• **Text block**:
>> Begin
Malaysia–Soviet Union relations (; Jawi: هوبوڠن كساتوان سوۏيايت–مليسيا;  ) refers to the historical relationship between Malaysia and the Soviet Union.

History 
Despite Malaysia's early anti-communist foreign policy due to the Malayan Emergency, the two nations established diplomatic relations on 3 April 1967. Following the establishment of relations, Malaysia also expanded and established relations with other Soviet-influenced countries such as Poland, Romania, Hungary, Czechoslovakia, the German Democratic Republic and Yugoslavia. During the time, the Soviets were also keen to develop the relations by promoting Russian culture through the exchange of radio and television programmes, artists and in the educational field. However, throughout the Cold War, relations were often tense due to Malaysia's opposition to the Soviet invasion of Afghanistan, the Soviet role in the Vietnam War and Soviet intervention in the Indian Ocean which Malaysia felt could lead to the fulfillment of the domino theory.
>> End
• **What to work on**:
A. In the records, begin at the line containing "Where can you find the white structure" and continue through the last line, then rewrite that span with "white structure" changed to "light-colored structure" and nothing else altered.
B. Extend the article on Malaysia–Soviet Union relations from its last sentence.
The article above and the labeling records that follow are separate material with no connection to each other.

• **Dataset rows**:
>> Begin
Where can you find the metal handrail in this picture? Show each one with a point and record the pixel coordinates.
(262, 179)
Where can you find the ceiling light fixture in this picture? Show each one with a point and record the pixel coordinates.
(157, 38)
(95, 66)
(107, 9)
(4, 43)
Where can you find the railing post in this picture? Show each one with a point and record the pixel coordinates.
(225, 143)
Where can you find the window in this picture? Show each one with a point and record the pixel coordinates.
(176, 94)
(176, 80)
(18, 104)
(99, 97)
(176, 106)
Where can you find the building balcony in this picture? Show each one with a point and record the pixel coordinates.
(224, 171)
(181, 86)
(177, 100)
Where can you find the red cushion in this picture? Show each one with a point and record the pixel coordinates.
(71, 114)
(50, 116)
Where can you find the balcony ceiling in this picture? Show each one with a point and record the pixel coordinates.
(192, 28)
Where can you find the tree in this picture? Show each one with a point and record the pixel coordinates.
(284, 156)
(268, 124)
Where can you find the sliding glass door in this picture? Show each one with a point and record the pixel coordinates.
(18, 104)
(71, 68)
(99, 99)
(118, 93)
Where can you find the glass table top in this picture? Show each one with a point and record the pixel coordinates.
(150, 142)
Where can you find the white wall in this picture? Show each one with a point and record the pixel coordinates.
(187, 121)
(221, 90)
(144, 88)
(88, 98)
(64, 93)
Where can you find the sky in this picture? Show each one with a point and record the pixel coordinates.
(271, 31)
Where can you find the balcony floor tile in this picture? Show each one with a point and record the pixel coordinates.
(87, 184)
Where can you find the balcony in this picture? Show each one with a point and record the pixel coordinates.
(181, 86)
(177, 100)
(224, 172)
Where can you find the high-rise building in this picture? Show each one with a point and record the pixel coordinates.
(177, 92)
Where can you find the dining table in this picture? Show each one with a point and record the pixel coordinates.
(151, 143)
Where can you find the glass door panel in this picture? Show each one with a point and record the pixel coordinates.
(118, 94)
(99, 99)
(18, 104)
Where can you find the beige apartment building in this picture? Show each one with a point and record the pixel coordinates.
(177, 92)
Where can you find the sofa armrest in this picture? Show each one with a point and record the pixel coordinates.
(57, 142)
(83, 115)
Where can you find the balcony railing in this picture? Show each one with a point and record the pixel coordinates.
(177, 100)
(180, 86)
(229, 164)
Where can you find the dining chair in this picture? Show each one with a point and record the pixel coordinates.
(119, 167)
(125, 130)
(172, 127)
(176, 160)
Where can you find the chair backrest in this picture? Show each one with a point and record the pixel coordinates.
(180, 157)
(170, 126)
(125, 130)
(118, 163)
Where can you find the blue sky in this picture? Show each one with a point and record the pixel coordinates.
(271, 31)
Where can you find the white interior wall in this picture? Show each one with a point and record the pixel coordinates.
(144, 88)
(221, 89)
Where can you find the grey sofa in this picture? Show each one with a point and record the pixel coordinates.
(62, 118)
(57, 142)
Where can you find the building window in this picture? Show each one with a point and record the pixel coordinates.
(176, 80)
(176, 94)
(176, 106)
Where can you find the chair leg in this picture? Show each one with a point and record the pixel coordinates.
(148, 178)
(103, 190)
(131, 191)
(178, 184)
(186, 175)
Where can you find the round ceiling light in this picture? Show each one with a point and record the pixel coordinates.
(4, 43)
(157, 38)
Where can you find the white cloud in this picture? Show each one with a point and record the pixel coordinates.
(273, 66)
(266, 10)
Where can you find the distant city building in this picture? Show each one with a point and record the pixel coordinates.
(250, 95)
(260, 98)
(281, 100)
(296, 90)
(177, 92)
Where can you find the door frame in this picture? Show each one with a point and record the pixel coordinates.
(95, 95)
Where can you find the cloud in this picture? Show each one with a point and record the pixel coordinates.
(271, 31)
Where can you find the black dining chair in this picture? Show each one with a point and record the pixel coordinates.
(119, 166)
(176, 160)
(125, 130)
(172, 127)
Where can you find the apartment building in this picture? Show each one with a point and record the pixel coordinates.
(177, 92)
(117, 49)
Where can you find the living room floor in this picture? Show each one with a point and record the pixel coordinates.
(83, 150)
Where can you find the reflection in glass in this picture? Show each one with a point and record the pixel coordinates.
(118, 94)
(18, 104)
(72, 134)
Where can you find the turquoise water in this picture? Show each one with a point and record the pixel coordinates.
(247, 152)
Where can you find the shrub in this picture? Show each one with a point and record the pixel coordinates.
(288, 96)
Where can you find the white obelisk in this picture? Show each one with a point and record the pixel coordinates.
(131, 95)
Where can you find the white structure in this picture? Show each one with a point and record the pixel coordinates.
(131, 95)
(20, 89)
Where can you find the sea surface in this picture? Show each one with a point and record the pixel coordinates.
>> End
• **Written responses**:
A.
Where can you find the light-colored structure in this picture? Show each one with a point and record the pixel coordinates.
(131, 95)
(20, 89)
Where can you find the sea surface in this picture? Show each one with a point and record the pixel coordinates.

B.
Economic relations 
The Soviet Union was one of the largest customers of Malayan rubber during the 1950–1960 period, and displaced the United States as the largest purchaser of natural rubber with 134,000 tons purchased between January and July 1963 compared to the United States with only 96,000 tons. However, all the purchases were made through the London market as to avoid friction with Indonesia, who was also a producer of rubber in the region. In 1967, Malaysia also signed a trade agreement with the Soviet Union which was considered as the country's first agreement with a communist country, and as a prelude to full diplomatic relations.

Further reading 
 Malaysia and the Soviet Union (A Relationship with a Distance) K.S. Nathan (JSTOR)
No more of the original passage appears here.